_Quoted text_:
Hi Michael, could you please help to review this patch.
BTW, this patch was based on the previous patch" [PATCH 2/2] avcodec/mips: [loongson] optimize	vp8	decoding in vp8dsp.", 
you'd better merge it first. Thank you very much.
Michael Niedermayer Sept. 9, 2018, 1:38 a.m. UTC | #2
On Fri, Sep 07, 2018 at 11:51:05AM +0800, Shiyou Yin wrote:
> >-----Original Message-----
> >From: ffmpeg-devel-bounces@ffmpeg.org [mailto:ffmpeg-devel-bounces@ffmpeg.org] On Behalf Of
> >Shiyou Yin
> >Sent: Thursday, September 6, 2018 4:11 PM
> >To: ffmpeg-devel@ffmpeg.org
> >Subject: [FFmpeg-devel] [PATCH 2/2] avutil/mips: [loongson] simplify macro TRANSPOSE_4H and
> >TRANSPOSE_8B
> >
> >Simplify macro TRANSPOSE_4H in mmiutils.h and add TRANSPOSE_8B as a common macro.
> >---
> > libavcodec/mips/vc1dsp_mmi.c | 12 +++----
> > libavcodec/mips/vp8dsp_mmi.c | 72 +++++--------------------------------
> > libavutil/mips/mmiutils.h    | 84 ++++++++++++++++++++++++++++----------------
> > 3 files changed, 65 insertions(+), 103 deletions(-)
> >
> >diff --git a/libavcodec/mips/vc1dsp_mmi.c b/libavcodec/mips/vc1dsp_mmi.c
> >index a439b40..80778a5 100644
> >--- a/libavcodec/mips/vc1dsp_mmi.c
> >+++ b/libavcodec/mips/vc1dsp_mmi.c
> >@@ -248,8 +248,7 @@ void ff_vc1_inv_trans_8x8_mmi(int16_t block[64])

_Supplied data_:
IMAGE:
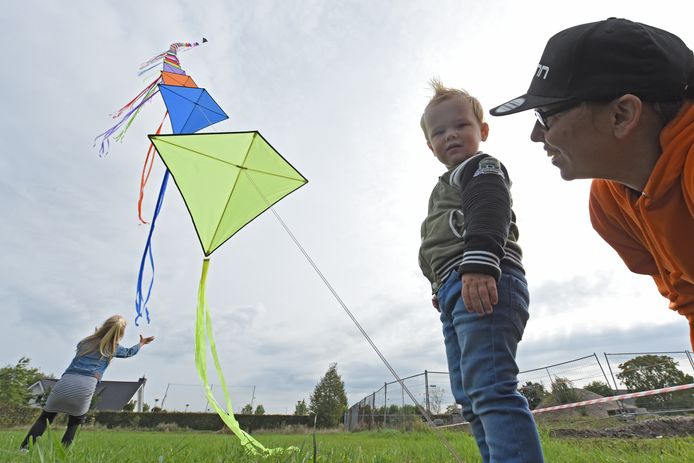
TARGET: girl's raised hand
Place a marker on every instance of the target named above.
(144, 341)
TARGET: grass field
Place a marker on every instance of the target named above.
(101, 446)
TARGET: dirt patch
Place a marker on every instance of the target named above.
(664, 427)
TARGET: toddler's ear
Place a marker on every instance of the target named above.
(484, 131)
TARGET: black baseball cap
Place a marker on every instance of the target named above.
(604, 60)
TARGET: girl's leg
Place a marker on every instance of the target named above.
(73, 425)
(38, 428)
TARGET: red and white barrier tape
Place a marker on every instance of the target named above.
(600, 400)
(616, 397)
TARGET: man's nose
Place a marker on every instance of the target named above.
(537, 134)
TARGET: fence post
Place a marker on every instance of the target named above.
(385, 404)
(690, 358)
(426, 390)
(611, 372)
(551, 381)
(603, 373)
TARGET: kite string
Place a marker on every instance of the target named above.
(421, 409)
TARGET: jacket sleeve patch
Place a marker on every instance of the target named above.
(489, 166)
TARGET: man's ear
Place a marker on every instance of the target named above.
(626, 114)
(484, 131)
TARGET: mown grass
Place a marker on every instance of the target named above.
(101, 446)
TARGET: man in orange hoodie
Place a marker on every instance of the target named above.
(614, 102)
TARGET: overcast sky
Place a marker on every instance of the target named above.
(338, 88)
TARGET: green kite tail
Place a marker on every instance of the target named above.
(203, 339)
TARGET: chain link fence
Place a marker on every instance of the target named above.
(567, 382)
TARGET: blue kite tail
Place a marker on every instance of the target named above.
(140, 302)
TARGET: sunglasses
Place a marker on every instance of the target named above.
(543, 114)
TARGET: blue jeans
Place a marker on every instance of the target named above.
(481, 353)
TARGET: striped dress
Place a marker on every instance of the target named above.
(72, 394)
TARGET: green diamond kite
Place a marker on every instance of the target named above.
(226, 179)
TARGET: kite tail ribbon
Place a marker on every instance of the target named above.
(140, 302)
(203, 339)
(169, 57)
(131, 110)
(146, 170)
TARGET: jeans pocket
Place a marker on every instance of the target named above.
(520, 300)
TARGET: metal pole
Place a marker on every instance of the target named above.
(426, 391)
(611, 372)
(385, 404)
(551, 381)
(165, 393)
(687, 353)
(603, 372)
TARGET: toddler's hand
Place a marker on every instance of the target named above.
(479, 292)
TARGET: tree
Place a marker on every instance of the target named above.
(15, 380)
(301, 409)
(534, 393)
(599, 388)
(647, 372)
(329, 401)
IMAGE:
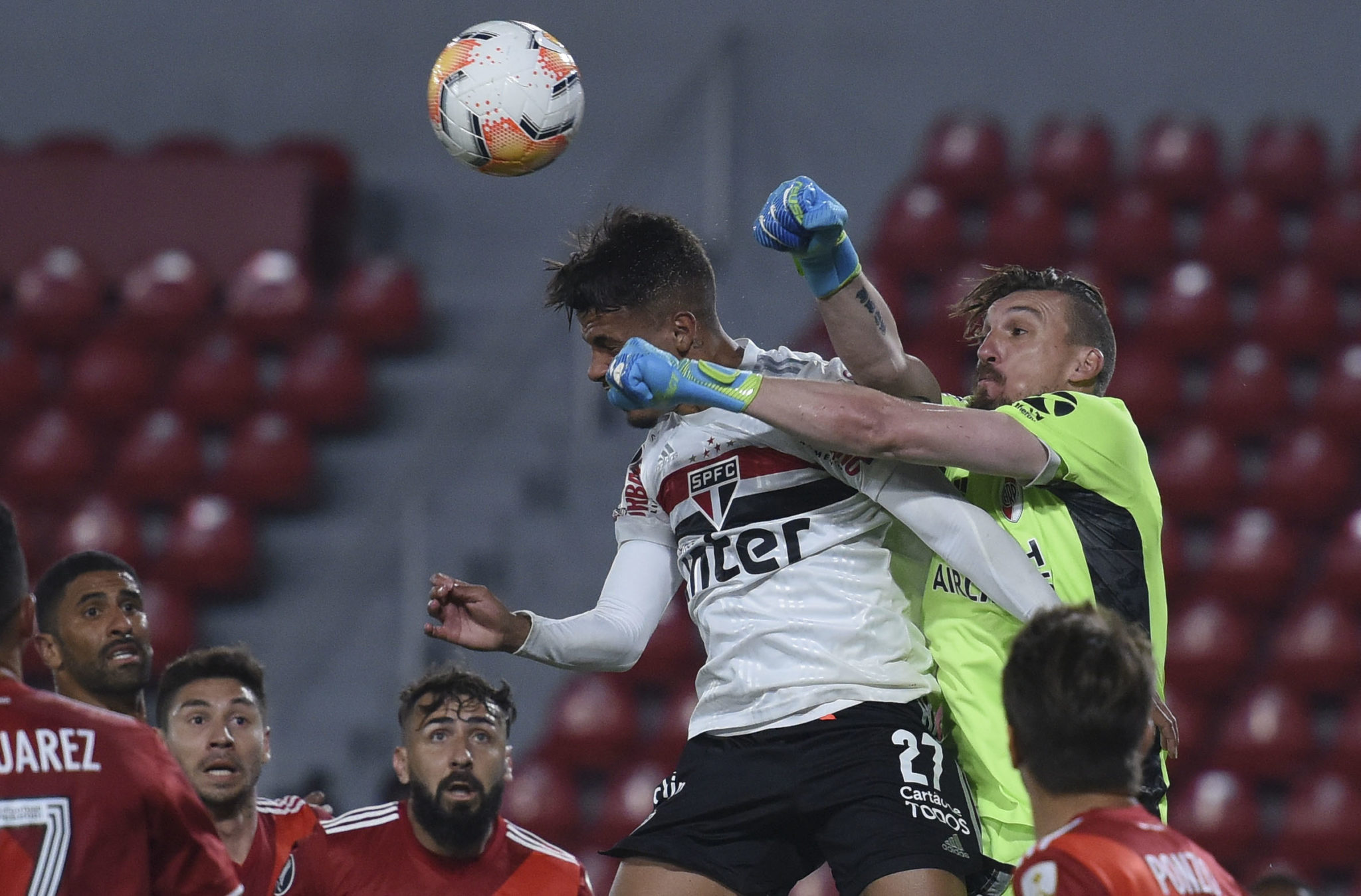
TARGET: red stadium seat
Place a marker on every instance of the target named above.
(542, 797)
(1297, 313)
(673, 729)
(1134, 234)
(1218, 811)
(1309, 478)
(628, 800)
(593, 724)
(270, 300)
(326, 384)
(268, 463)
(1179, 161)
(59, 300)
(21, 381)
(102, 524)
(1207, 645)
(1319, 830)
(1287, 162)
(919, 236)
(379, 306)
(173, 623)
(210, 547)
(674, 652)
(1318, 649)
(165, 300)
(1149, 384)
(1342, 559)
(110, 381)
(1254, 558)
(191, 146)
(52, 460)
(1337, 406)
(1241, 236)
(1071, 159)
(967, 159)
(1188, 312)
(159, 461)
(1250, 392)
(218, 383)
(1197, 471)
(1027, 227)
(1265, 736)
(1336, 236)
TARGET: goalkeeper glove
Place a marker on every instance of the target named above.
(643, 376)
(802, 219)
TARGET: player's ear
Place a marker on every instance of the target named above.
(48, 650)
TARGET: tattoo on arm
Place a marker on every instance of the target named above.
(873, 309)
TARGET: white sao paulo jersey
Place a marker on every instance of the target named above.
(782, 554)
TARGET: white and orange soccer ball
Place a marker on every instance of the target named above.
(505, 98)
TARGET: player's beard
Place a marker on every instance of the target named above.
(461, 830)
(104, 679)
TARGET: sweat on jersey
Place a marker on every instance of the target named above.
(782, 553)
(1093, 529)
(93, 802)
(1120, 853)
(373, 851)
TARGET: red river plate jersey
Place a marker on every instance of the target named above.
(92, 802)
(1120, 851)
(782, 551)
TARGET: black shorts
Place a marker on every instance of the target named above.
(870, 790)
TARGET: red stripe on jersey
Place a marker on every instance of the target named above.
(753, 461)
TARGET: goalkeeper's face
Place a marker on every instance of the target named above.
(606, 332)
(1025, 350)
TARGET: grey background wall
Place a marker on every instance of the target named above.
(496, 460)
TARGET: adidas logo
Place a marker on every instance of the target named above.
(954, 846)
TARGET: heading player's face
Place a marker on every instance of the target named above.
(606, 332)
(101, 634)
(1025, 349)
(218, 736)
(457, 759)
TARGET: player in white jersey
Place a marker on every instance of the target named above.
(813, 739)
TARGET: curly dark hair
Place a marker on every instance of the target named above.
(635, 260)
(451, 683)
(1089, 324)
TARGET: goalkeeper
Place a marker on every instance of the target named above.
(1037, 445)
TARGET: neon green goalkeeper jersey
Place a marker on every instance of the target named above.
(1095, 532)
---
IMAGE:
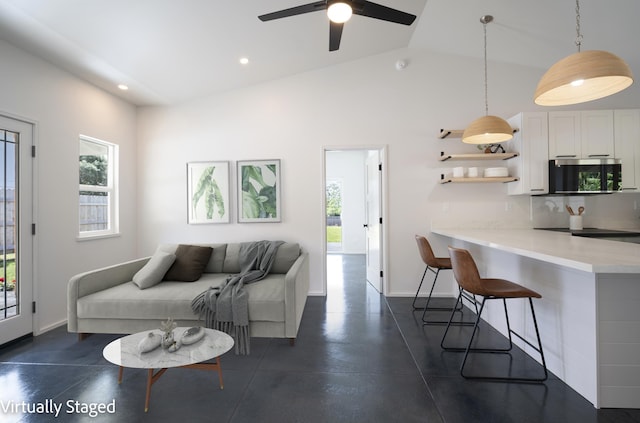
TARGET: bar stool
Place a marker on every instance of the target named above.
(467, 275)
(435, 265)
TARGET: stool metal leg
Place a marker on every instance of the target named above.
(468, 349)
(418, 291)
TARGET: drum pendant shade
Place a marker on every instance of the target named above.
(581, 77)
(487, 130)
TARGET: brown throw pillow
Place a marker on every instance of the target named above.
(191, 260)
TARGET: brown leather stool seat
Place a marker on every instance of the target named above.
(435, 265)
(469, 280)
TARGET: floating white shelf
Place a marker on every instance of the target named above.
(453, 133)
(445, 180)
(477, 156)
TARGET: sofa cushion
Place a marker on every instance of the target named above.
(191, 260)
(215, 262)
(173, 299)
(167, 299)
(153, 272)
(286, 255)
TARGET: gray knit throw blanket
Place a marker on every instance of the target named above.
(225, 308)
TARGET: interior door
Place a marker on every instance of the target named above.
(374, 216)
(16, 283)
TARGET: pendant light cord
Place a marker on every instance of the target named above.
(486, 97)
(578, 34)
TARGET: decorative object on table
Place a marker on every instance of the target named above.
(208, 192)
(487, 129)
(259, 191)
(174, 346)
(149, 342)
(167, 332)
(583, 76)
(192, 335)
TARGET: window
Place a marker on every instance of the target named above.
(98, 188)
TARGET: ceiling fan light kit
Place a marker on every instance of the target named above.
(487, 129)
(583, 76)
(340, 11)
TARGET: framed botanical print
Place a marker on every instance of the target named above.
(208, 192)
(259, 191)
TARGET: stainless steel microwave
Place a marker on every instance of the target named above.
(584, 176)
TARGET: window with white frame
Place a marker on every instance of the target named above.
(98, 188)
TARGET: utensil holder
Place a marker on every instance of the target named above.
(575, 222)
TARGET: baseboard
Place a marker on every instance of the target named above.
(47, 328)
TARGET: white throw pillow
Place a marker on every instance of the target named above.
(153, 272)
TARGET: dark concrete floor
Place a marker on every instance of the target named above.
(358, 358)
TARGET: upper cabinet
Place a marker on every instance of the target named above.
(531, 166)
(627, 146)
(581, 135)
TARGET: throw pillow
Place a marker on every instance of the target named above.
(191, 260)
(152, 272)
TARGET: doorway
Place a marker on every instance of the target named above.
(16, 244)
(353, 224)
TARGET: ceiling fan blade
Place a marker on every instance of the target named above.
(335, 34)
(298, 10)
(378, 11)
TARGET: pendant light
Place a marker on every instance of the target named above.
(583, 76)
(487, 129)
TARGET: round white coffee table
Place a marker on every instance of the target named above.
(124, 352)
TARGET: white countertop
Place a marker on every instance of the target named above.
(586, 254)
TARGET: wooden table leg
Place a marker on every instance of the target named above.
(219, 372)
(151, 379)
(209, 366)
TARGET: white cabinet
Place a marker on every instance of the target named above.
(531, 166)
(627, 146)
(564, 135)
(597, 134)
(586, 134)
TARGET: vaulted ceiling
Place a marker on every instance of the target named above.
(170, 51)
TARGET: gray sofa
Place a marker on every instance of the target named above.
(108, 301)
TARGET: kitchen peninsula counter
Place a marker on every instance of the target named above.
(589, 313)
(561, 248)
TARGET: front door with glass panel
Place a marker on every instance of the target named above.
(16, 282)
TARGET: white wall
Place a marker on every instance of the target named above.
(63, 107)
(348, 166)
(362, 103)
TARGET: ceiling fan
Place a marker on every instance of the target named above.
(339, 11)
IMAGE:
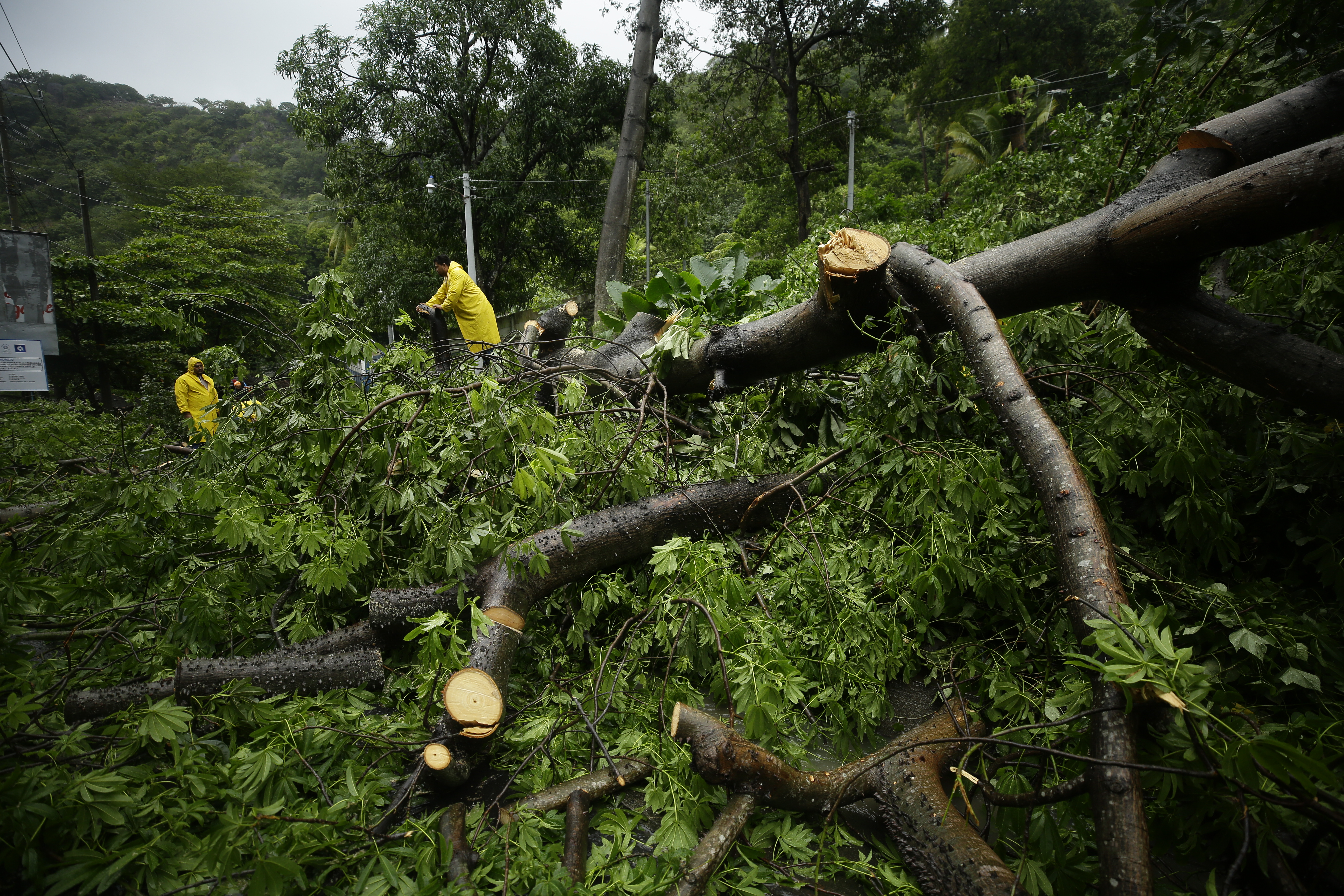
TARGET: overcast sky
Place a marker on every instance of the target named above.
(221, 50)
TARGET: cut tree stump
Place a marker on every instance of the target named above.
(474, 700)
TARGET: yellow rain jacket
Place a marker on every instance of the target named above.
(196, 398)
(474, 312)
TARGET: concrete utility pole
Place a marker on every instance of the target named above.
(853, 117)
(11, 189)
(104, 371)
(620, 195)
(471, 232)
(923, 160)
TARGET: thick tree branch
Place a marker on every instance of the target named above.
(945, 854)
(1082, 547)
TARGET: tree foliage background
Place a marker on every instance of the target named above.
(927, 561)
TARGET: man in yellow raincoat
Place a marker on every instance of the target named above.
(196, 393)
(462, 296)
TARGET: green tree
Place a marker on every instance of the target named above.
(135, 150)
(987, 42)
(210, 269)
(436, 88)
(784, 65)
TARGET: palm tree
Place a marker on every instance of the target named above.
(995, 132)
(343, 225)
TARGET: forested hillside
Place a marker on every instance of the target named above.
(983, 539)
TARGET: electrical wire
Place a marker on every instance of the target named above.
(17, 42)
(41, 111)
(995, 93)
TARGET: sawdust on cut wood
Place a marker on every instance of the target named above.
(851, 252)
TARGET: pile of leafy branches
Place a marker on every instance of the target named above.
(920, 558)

_Task directions_: From the patch discussion above, list every source file path named in its summary of changed files.

_Answer_:
libavcodec/mips/vc1dsp_mmi.c
libavcodec/mips/vp8dsp_mmi.c
libavutil/mips/mmiutils.h